**ACTIONS TO TAKE:**
1. Say whether each statement agrees with the causal inference text, answering yes or no and quoting the deciding words: (a) the OpenSAFELY paper on COVID-19 deaths appeared in 2020; (b) that study found smokers to be at higher risk than people who never smoked; (c) the French government enacted policies informed by that study.
2. Recast the paragraph of the causal inference text that begins "In practice, it gets worse." as a bulleted list that keeps its main facts.
3. In the causal inference text, copy everything from "At first glance, the" down to "the causal effects.", substituting "tobacco use" for "smoking".

Take Smoking for example: the total causal effect of smoking cannot be estimated, because we included HIV in the model. If you look at the diagram, you can see that HIV is a mediator between Smoke and Stroke, and thus carries causality between Smoke to Stroke (forward arrows Smoke → HIV → Stroke). Yet this indirect causal path has been blocked by including HIV in the model, meaning that HIV can no longer pass-on the causal effect from Smoke. From this model, it only makes sense to report the estimated causal effect for HIV. For estimates of control variables to be given a causal interpretation, their effects need to be themselves causally identified. Note that without a causal approach, we wouldn't be able to achieve any of this.


The Kitchen Sink Tactic

In practice, it gets worse. The "kitchen sink" approach is a common tactic in fields like machine learning and many scientific fields, where researchers include all available variables in an analysis, without thought. Including unnecessary variables can block true causal effects and introduce spurious correlations. In the absence of a structural causal model, some of these variables will be 'bad controls' and introduce collider bias (producing spurious correlations),  block mediators (blocking causal pathways), among other problems such as bias amplification, overcontrol bias, and case-control bias (see the excellent A Crash Course in Good and Bad Controls.

This has also been amusingly referred to in a blog by Richard McElreath as Causal Salad:

"You put everything into a regression equation, toss with some creative story-telling, and hope the reviewers eat it. In general, this is not a valid approach... The Salad isn’t only regression. Really any procedure that hopes to take a list of variables (features) and return causal inference is Causal Salad. No amount of data reliably turns salad into sense."

Importantly, the problem can occur even if only some variables are conditioned on. For instance, when examining the causal effect of two variables (whose causal effect you are interested in) simultaneously, one variable that needs to be dealt with as a confounder for one of them might be a mediator or collider for the other. Although the causal effect of one of the exposures can now be discovered, doing so interferes with the causal path for the other.


A Covid Salad

The healthcare literature is, worryingly, riddled with this avoidable mistake. Let's consider an important example where this issue has caused some controversy. The figure below is from a 2020 paper “Factors associated with COVID-19-related death using OpenSAFELY”. It reports the risk of death from COVID-19 infection based on several potential risk factors. The further to the right the point, the higher the risk for that group. The table shown is only a small section of the full list of variables tossed into the analysis. This study suffers  from the mutual adjustment fallacy, rendering the results causally uninterpretable. This is a big problem, because surely the purpose is to provide causal knowledge that allows for informed policy. In fact, the French government enacted policies informed by this study.


At first glance, the results appear reasonable: men are at higher risk than women, older individuals are at greater risk than younger ones—all seems logical. However, it's only when examining smoking that you may notice something amiss. The study claims that being a smoker places a person at a lower risk than never having smoked or being a former smoker. The mutual adjustment fallacy is at play here, and the observed effect of smoking is not causal. It is uninterpretable without a structural causal model.

You might argue that the study is purely descriptive and that among the spurious correlations, some elements of causality might be waiting to be discovered. If this is the case, studies should be transparent about that, and ultimately, we must strive to uncover the causal effects.

How can we tackle these problems? One approach is to have multiple models — one for each variable of interest. While this is a viable option, it is less than ideal. Fortunately, the structural causal models you can build with CausaDB enable the isolation and simultaneous examination of multiple variables' causal effects. Only a carefully constructed structural causal model can help untangle the web of causation.

**COLLECTED MATERIAL:**
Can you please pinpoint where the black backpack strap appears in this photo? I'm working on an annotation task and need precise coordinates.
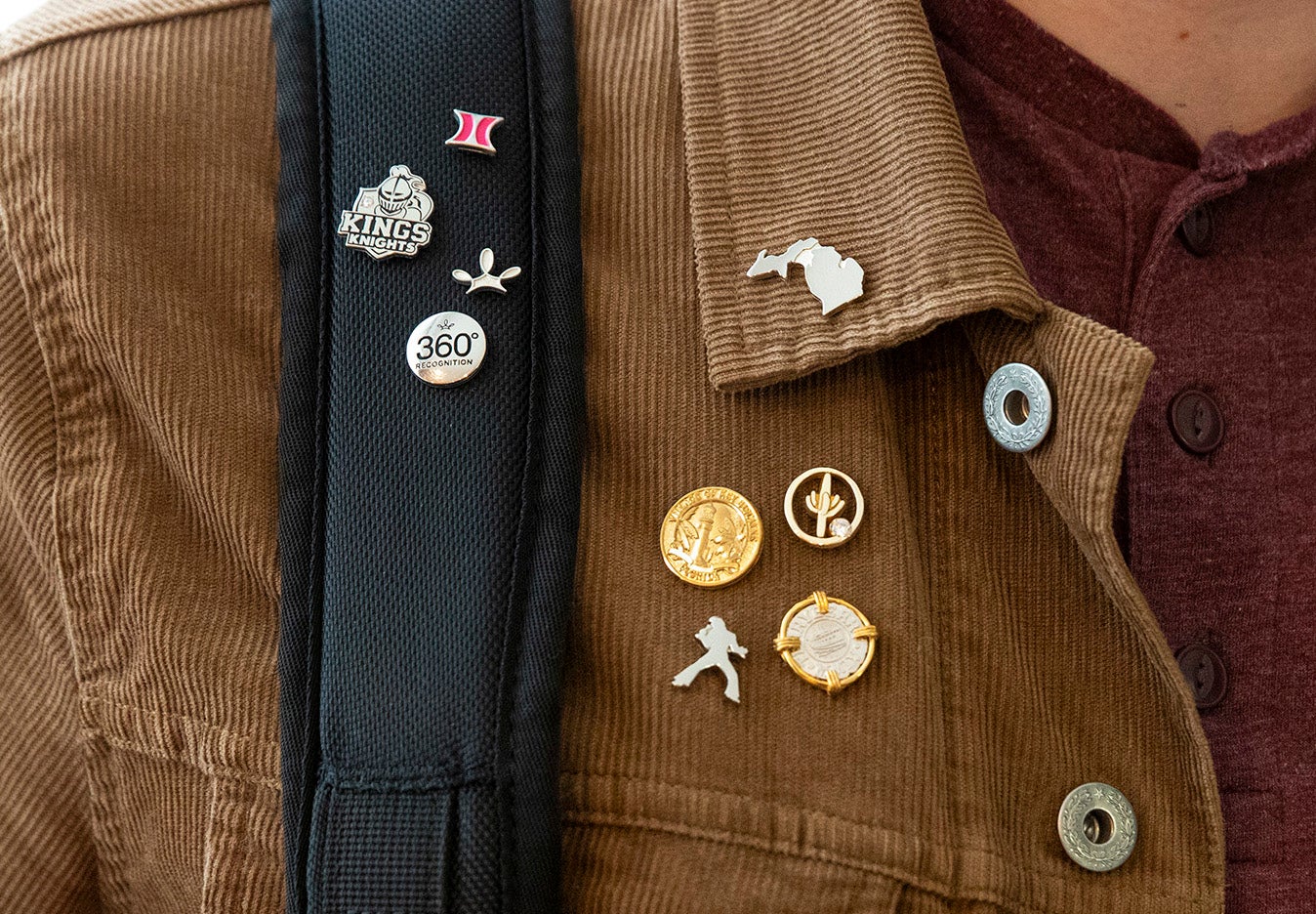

**WRITTEN ANSWERS:**
1.
(a) Yes: "a 2020 paper “Factors associated with COVID-19-related death using OpenSAFELY”"
(b) No: "The study claims that being a smoker places a person at a lower risk than never having smoked or being a former smoker."
(c) Yes: "In fact, the French government enacted policies informed by this study."

2.
- The "kitchen sink" approach is common in machine learning and many scientific fields. Researchers include all available variables in an analysis without thought.
- Unnecessary variables can block true causal effects and introduce spurious correlations.
- Without a structural causal model, some variables become 'bad controls' that introduce collider bias, which produces spurious correlations.
- Such variables can also block mediators, which cuts off causal pathways.
- Other problems include bias amplification, overcontrol bias, and case-control bias.

3.
At first glance, the results appear reasonable: men are at higher risk than women, older individuals are at greater risk than younger ones—all seems logical. However, it's only when examining tobacco use that you may notice something amiss. The study claims that being a smoker places a person at a lower risk than never having smoked or being a former smoker. The mutual adjustment fallacy is at play here, and the observed effect of tobacco use is not causal. It is uninterpretable without a structural causal model.

You might argue that the study is purely descriptive and that among the spurious correlations, some elements of causality might be waiting to be discovered. If this is the case, studies should be transparent about that, and ultimately, we must strive to uncover the causal effects.